## Source extract
▽

Clinical and patient-reported outcomes following total hip arthroplasty in patients with chronic hepatitis C were comparable to outcomes of patients without the infection at a mean 6-year follow-up. That is according to a presenter at the American Academy of Orthopaedic Surgeons Annual Meeting.
“Hepatitis C can affect approximately 3% of orthopedic patients. Many of whom undergo total joint arthroplasty,” said Samik Banerjee, MBBS, MS, MRCS, (Glasg), of the Department of Orthopaedic Surgery and Center for Joint Preservation and Replacement at the Rubin Institute for Advanced Orthopedics and Sinai Hospital of Baltimore. However, there has been a paucity of reports on the outcomes of primary total hip arthroplasty in patients with hepatitis C.
Similar Implant Survivorship
Banerjee and his colleagues compared the clinical and patient-reported outcomes of 49 patients (54 hips) who underwent primary total hip arthroplasty (THA) to a matched cohort of 148 THAs in patients without hepatitis C. All patients underwent THA during 2002 to 2011.
Patients with hepatitis C included 10 women and 39 men who had a mean age of 57 years. Mean follow-up was 6 years, and the underlying cause of hip disease was end-stage osteoarthritis in 49 hips and avascular necrosis in five. Patients were matched according to age, gender, body mass index, the cause of hip disease and mean follow-up duration.
Overall implant survivorship was statistically similar between the groups: 98% in the patients with hepatitis C and 98.5% in the matched control group. “The hepatitis C group had one aseptic revision, while the matched cohort had two revisions during this period,” Banerjee said during his presentation.

△

## Dataset content
▽

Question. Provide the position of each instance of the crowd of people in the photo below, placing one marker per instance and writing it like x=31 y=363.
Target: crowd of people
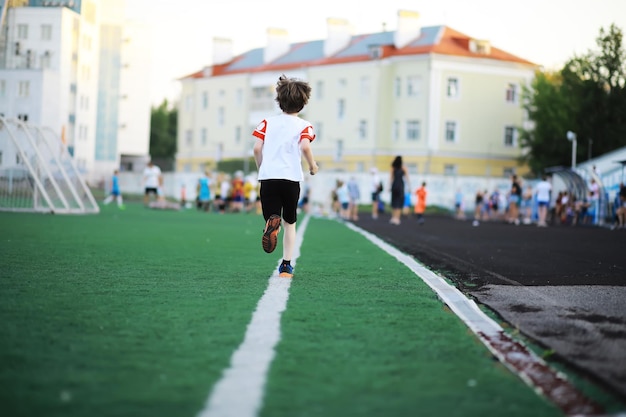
x=536 y=205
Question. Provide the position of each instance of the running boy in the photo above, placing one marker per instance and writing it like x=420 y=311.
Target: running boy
x=281 y=141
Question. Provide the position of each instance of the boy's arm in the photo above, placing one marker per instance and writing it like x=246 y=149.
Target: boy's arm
x=258 y=153
x=305 y=146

△

## What you need to do
(a) Swap "total hip arthroplasty" for "total hip replacement" in the hip arthroplasty article and give that part again, starting with "Clinical and patient-reported outcomes following" and going on through "with hepatitis C.".
(b) Answer these questions from the hip arthroplasty article:
(i) About what share of orthopedic patients can hepatitis C affect?
(ii) In how many hips was avascular necrosis the underlying cause of hip disease?
(iii) How many revisions did the matched cohort have?
(c) Write what comes next in the hip arthroplasty article.
The entries have no connection to the hip arthroplasty article.

## Responses
(a)
Clinical and patient-reported outcomes following total hip replacement in patients with chronic hepatitis C were comparable to outcomes of patients without the infection at a mean 6-year follow-up. That is according to a presenter at the American Academy of Orthopaedic Surgeons Annual Meeting.
“Hepatitis C can affect approximately 3% of orthopedic patients. Many of whom undergo total joint arthroplasty,” said Samik Banerjee, MBBS, MS, MRCS, (Glasg), of the Department of Orthopaedic Surgery and Center for Joint Preservation and Replacement at the Rubin Institute for Advanced Orthopedics and Sinai Hospital of Baltimore. However, there has been a paucity of reports on the outcomes of primary total hip replacement in patients with hepatitis C.

(b)
(i) Approximately 3%
(ii) Five
(iii) Two

(c)
Researchers also found no difference between the groups in the postoperative Harris hip score, with an improvement to a mean of 89 points in the patients with hepatitis C and an improvement to a mean of 90 points in the comparison group.
Superficial Infection, Hematoma
Banerjee and colleagues also reported no significant differences in the complication rate between the groups, but in the hepatitis C group, he and his colleagues found a superficial infection and two wound hematoma cases. Furthermore, they found no differences in the SF-36 physical and mental component scores or UCLA activity scores.
Postoperative radiographic evaluation revealed no component malalignment, symptomatic progressive radiolucencies, change in component position or implant subsidence.
“From our study, we can agree [with previously published data] that there is no difference in aseptic implant survivorship, activity levels or functional outcomes after THA.” Banerjee said, “We believe that a prior history of chronic hepatitis C alone may not predict inferior clinical outcomes. We also believe more prospective studies are necessary to better evaluate these outcomes.”